SUPPLIED ENTRIES.

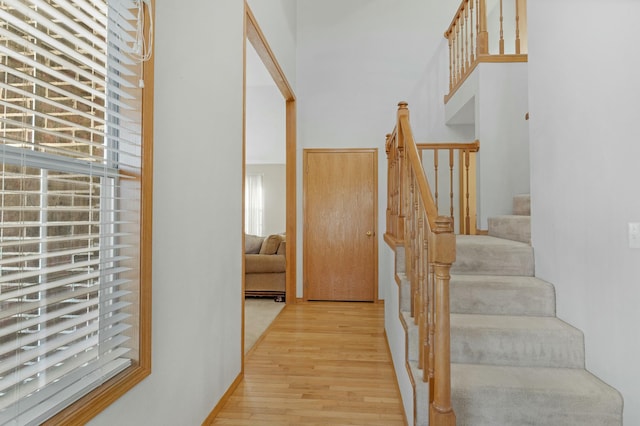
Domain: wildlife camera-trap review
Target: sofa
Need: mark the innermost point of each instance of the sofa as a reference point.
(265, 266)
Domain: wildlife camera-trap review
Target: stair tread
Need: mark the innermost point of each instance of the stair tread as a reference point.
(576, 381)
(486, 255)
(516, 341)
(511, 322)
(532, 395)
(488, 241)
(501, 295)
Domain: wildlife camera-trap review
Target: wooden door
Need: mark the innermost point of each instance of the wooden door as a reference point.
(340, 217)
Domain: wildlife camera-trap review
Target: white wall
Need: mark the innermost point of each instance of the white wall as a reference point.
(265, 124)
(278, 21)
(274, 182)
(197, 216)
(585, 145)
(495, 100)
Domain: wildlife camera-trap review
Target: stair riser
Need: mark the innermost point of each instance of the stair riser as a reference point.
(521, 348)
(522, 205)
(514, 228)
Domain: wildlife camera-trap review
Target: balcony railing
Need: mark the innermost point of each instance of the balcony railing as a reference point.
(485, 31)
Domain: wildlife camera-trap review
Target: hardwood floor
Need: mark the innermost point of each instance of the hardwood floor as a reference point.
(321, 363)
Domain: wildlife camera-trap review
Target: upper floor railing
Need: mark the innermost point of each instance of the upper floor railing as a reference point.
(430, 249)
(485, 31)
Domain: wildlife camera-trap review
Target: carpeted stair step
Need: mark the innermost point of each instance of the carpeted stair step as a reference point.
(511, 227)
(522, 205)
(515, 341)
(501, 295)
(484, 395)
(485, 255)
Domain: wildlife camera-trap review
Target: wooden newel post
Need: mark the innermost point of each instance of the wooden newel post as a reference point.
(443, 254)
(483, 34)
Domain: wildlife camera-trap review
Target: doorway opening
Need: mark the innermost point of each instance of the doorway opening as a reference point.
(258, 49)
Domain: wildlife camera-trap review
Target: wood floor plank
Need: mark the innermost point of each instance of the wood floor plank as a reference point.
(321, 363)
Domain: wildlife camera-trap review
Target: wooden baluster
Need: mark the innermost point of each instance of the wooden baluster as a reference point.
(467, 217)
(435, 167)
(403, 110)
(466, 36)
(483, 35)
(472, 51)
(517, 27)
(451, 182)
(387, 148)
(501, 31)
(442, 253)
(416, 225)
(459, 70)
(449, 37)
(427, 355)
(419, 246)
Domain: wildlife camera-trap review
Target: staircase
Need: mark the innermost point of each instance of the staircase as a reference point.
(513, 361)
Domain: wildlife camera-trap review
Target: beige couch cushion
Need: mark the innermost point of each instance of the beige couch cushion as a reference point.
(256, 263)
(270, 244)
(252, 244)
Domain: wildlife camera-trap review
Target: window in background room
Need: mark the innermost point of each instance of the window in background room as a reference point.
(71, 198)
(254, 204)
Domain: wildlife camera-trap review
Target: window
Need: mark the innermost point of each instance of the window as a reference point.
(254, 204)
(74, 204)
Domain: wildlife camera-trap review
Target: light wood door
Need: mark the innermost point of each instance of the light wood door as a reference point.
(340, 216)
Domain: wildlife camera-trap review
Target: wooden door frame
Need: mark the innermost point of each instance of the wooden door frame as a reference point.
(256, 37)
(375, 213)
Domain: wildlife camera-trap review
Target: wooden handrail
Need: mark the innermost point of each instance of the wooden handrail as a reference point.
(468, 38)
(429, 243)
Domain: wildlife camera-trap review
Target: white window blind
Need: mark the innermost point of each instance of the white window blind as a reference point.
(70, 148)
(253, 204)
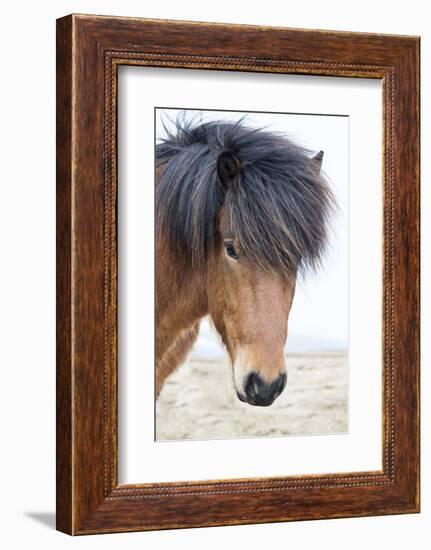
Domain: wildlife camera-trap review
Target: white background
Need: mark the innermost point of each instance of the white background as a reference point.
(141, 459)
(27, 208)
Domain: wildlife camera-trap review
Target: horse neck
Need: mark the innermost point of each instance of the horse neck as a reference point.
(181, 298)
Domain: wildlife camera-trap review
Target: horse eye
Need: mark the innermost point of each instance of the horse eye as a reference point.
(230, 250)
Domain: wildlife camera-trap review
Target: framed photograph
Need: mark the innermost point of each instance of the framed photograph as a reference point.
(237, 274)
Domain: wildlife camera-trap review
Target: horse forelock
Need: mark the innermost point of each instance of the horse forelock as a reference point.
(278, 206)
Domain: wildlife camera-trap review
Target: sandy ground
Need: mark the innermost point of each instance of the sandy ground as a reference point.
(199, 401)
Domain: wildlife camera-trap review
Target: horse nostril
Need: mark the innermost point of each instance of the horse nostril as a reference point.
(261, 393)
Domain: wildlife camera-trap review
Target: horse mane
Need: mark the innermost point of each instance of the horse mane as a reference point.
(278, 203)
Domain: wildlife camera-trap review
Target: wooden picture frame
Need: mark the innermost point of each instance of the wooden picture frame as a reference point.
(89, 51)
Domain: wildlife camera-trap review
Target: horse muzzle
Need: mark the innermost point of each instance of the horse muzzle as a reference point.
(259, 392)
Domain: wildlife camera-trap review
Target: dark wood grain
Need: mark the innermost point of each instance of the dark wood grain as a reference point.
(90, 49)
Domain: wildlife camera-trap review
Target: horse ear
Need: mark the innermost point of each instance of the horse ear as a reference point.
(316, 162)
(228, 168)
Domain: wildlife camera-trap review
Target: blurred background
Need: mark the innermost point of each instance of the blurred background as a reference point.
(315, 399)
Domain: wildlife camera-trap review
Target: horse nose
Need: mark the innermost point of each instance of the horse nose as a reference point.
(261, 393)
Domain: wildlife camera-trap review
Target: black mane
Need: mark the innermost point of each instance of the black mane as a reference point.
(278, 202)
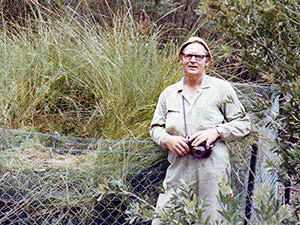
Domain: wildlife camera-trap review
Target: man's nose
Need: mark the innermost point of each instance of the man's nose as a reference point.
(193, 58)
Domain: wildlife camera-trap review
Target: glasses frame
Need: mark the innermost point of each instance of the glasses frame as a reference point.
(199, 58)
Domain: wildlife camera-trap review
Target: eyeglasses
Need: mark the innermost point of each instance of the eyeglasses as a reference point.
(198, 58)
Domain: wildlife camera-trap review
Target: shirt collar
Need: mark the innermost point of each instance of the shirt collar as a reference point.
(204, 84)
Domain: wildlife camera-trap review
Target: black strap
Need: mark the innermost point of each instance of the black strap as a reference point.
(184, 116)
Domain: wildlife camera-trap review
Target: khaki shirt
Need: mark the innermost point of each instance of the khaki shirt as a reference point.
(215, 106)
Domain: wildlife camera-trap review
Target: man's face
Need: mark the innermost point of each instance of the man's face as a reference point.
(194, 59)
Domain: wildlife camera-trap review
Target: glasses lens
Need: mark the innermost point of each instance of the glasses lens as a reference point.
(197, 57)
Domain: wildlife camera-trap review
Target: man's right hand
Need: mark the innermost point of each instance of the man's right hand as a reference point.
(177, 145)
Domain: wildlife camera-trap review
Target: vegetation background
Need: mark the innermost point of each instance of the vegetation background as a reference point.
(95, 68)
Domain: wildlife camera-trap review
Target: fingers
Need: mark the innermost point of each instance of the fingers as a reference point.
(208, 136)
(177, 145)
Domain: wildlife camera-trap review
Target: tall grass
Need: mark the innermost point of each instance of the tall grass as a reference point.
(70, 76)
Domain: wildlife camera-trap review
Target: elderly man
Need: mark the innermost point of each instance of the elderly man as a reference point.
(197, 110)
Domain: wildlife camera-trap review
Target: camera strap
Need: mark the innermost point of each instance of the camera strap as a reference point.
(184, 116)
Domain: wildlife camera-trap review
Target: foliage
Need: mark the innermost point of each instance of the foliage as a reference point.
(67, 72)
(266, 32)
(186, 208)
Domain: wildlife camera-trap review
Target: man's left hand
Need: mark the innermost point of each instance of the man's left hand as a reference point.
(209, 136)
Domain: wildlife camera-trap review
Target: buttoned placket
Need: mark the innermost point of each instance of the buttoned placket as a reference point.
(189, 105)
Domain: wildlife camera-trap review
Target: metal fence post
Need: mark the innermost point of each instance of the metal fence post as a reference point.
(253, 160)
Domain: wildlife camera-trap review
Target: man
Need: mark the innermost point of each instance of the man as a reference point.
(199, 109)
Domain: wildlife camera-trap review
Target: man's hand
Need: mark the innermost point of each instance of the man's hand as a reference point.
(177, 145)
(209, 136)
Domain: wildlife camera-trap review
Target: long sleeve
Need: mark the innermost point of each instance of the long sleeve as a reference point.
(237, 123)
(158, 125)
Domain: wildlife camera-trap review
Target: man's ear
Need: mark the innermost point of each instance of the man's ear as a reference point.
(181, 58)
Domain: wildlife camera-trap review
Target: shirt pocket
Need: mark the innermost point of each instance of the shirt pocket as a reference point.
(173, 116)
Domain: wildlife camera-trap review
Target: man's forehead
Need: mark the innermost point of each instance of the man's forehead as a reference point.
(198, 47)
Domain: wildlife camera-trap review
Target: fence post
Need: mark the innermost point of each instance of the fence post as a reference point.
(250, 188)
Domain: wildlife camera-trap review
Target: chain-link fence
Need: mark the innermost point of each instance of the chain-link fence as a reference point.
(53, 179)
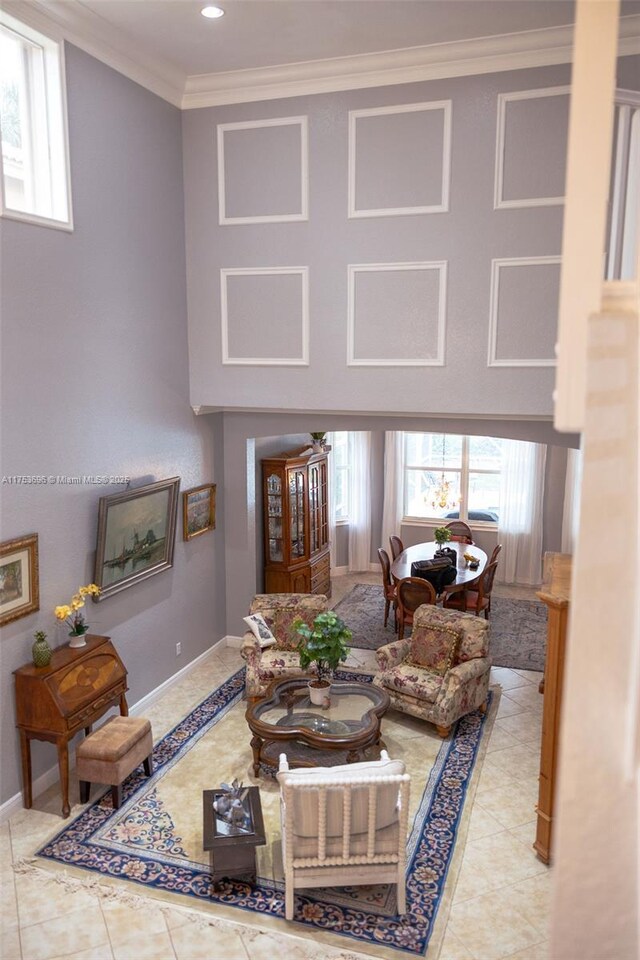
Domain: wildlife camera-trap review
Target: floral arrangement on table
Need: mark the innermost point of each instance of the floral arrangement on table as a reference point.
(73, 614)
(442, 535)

INSTRUCTIONS TO FOLLOW.
Show every line in the entries above that contains the word "opening".

FINISHED EXERCISE.
Target: doorway opening
Need: mark the innermost point of each instance of the doorway opening as a reference point.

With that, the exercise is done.